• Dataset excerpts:
*** Block opens ***

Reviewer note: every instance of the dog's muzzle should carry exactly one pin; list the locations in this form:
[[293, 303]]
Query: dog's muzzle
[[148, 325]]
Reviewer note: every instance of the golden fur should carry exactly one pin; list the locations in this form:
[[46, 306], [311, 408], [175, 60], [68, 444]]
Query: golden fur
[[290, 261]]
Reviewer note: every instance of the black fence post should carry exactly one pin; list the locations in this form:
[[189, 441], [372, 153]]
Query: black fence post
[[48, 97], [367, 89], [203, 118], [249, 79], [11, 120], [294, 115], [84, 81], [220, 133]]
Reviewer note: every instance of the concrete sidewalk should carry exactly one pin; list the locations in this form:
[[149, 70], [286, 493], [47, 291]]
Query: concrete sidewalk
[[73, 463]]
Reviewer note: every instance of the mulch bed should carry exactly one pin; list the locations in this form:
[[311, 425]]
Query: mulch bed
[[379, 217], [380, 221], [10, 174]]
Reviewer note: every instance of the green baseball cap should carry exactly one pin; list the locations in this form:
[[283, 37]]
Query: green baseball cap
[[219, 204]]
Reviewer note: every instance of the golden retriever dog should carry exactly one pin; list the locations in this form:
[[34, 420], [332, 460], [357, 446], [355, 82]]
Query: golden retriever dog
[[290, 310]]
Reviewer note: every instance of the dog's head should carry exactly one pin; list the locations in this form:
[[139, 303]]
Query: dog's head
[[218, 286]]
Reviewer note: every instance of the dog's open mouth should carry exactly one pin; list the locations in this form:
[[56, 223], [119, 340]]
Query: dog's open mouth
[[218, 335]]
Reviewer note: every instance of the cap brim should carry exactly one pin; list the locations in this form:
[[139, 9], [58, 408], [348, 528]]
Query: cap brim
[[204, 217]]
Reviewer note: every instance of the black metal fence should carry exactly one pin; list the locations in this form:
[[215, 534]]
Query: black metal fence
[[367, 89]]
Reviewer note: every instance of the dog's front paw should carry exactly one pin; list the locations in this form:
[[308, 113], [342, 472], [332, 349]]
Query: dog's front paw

*** Block closes ***

Begin with the first line of the records and reproduce each line as is, ending with the line that holds "Reviewer note: every instance of the golden fur".

• ANSWER FOR THIS EXERCISE:
Reviewer note: every instance of the dog's muzzle should carry exactly one pin; list the locations in this form:
[[293, 303]]
Query: dog's muzzle
[[148, 325]]
Reviewer note: every instance of the golden fur should carry exactly one pin; list the locations in this form:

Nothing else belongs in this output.